■ EXERCISE REQUIREMENTS ■
1) From the forum thread on finding the most common value in a list, reproduce the passage starting at "Not sure about" and ending at "having that run-length.".
2) In the forum thread on finding the most common value in a list, what time is reported for David's approach when the source is { } with 1000000 iterations?
3) Translate this sentence from the forum thread on finding the most common value in a list into Spanish: "This is because there could be more than one most-occurring number."

■ READING TEXT ■
Of course, if you will use this repeatedly, you could add an extension method:

public static T MostCommon<T>(this IEnumerable<T> list)
{
    return ... // previous code
}

Then you can use:

var most = list.MostCommon();

Not sure about the lambda expressions, but I would

  1. Sort the list [O(n log n)]

  2. Scan the list [O(n)] finding the longest run-length.

  3. Scan it again [O(n)] reporting each number having that run-length.

This is because there could be more than one most-occurring number.


Taken from my answer here:

public static IEnumerable<T> Mode<T>(this IEnumerable<T> input)
{            
    var dict = input.ToLookup(x => x);
    if (dict.Count == 0)
        return Enumerable.Empty<T>();
    var maxCount = dict.Max(x => x.Count());
    return dict.Where(x => x.Count() == maxCount).Select(x => x.Key);
}

var modes = { }.Mode().ToArray(); //returns { }
var modes = { 1, 2, 3 }.Mode().ToArray(); //returns { 1, 2, 3 }
var modes = { 1, 1, 2, 3 }.Mode().ToArray(); //returns { 1 }
var modes = { 1, 2, 3, 1, 2 }.Mode().ToArray(); //returns { 1, 2 }

I went for a performance test between the above approach and David B's TakeWhile.

source = { }, iterations = 1000000
mine - 300 ms, David's - 930 ms

source = { 1 }, iterations = 1000000
mine - 1070 ms, David's - 1560 ms

source = 100+ ints with 2 duplicates, iterations = 10000
mine - 300 ms, David's - 500 ms

source = 10000 random ints with about 100+ duplicates, iterations = 1000
mine - 1280 ms, David's - 1400 ms


Here is another answer, which seems to be fast. I think Nawfal's answer is generally faster but this might shade it on long sequences.

public static IEnumerable<T> Mode<T>(
    this IEnumerable<T> source,
    IEqualityComparer<T> comparer = null)
{
    var counts = source.GroupBy(t => t, comparer)
        .Select(g => new { g.Key, Count = g.Count() })
        .ToList();

    if (counts.Count == 0)
    {
        return Enumerable.Empty<T>();
    }

    var maxes = new List<int>(5);
    int maxCount = 1;

    for (var i = 0; i < counts.Count; i++)
    {
        if (counts[i].Count < maxCount)
        {
            continue;
        }

        if (counts[i].Count > maxCount)
        {
            maxes.Clear();
            maxCount = counts[i].Count;
        }

        maxes.Add(i);
    }

    return maxes.Select(i => counts[i].Key);
}

■ INFORMATION SUPPLIED ■

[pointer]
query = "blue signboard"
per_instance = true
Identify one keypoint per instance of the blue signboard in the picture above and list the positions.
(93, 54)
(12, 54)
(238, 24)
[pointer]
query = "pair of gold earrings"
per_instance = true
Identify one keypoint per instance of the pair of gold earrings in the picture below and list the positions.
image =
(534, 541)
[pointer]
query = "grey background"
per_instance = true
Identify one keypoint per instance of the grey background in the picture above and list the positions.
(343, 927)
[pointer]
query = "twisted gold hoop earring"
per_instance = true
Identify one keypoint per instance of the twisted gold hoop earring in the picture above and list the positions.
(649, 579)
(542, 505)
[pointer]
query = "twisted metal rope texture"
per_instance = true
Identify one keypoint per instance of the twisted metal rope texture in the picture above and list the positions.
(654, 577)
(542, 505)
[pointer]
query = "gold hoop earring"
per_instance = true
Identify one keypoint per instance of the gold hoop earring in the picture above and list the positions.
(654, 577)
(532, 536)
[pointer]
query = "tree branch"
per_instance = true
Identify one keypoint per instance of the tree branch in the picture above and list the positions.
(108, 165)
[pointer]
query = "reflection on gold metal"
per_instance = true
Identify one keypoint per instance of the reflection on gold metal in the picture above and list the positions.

■ REPLIES ■
1)
Not sure about the lambda expressions, but I would

  1. Sort the list [O(n log n)]

  2. Scan the list [O(n)] finding the longest run-length.

  3. Scan it again [O(n)] reporting each number having that run-length.

2) 930 ms

3) Esto se debe a que podría haber más de un número que aparece con mayor frecuencia.